GIVEN RECORDS:
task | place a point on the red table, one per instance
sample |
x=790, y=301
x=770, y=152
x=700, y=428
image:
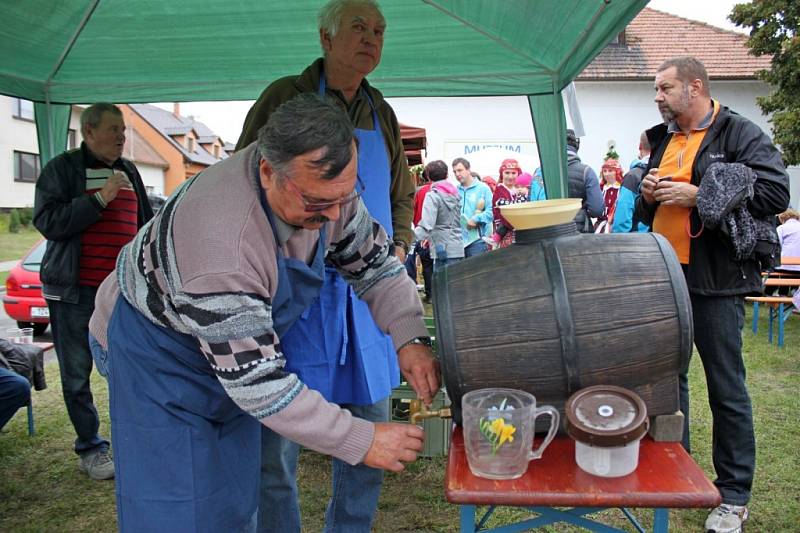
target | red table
x=666, y=477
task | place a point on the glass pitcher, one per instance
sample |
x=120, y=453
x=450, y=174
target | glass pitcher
x=498, y=429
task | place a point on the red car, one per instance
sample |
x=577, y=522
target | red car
x=23, y=300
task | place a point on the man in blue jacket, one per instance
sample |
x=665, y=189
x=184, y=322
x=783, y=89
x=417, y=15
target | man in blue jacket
x=476, y=209
x=625, y=220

TO DO: All that is needed is the line containing "x=450, y=174" and each line after it to the end of the data above, set down exactly.

YOUR SOLUTION:
x=450, y=174
target | glass pitcher
x=498, y=429
task | place a point on the red car, one per instance
sample |
x=577, y=522
target | red car
x=23, y=300
task | place a point on the man in blue jacket, one per instance
sample |
x=665, y=189
x=184, y=322
x=783, y=89
x=417, y=15
target | man in blue jacket
x=476, y=209
x=625, y=220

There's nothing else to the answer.